▶ [Work required]:
Copy out every one of the following items word for word, leaving each line unchanged.
-- Information supplied start --
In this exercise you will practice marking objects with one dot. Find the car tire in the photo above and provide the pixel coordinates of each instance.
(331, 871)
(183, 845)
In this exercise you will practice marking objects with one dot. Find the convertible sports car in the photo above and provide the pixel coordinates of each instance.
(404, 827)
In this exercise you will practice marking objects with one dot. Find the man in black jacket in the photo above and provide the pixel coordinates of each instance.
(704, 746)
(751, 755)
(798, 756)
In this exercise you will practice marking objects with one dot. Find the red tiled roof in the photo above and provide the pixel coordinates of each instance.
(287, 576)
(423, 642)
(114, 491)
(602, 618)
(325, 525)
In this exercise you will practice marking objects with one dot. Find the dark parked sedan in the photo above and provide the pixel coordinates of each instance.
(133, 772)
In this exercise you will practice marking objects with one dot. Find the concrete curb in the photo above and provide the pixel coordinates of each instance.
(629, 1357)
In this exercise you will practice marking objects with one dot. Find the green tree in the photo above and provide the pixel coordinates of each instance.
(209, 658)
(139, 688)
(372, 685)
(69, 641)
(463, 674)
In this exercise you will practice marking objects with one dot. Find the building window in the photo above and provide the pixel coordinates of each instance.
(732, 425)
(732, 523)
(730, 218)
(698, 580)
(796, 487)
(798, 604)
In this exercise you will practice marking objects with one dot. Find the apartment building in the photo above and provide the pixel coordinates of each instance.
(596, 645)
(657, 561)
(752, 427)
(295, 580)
-- Information supplied end --
▶ [Answer to this problem]:
In this exercise you will practice marking objects with one dot. Find the car tire in the photo above and provide the pixel coordinates of each instance.
(331, 871)
(183, 845)
In this exercise you will practice marking objects with one dot. Find the convertible sports car in the photo above and provide the pixel coordinates of each instance.
(404, 827)
In this exercise you will practice marking objects with one dot. Find the man in black jacket in the photo above and provide the pixel coordinates of each instance.
(704, 746)
(751, 755)
(798, 756)
In this exercise you will practice marking objects with one dot. Find the red tiled roof in the photo above and provide the pixel coordinates of each instance.
(287, 576)
(423, 642)
(114, 491)
(602, 618)
(325, 525)
In this exercise you will practice marking objects with one dot. Find the dark parked sedan in the photo above and provide the pixel coordinates of each instance.
(133, 772)
In this exercise you will practice marking objects with one dot. Find the concrete curb in the photo above and provide the pixel coordinates of each instance.
(629, 1357)
In this exercise you will practice marking objects with one dot. Find the green tree in the photo above and provide the pixel coordinates of each instance.
(209, 658)
(139, 688)
(372, 685)
(69, 641)
(463, 674)
In this exercise you will practice marking objects with one dot. Find the building window in the photo above and provide the pixel coordinates of each instance.
(732, 425)
(732, 523)
(730, 218)
(698, 580)
(796, 487)
(798, 604)
In this exercise you will practice marking objects with one dot. Find the apartment building in the photo above and provide the pixel coordinates of each instance.
(596, 645)
(657, 561)
(752, 427)
(295, 580)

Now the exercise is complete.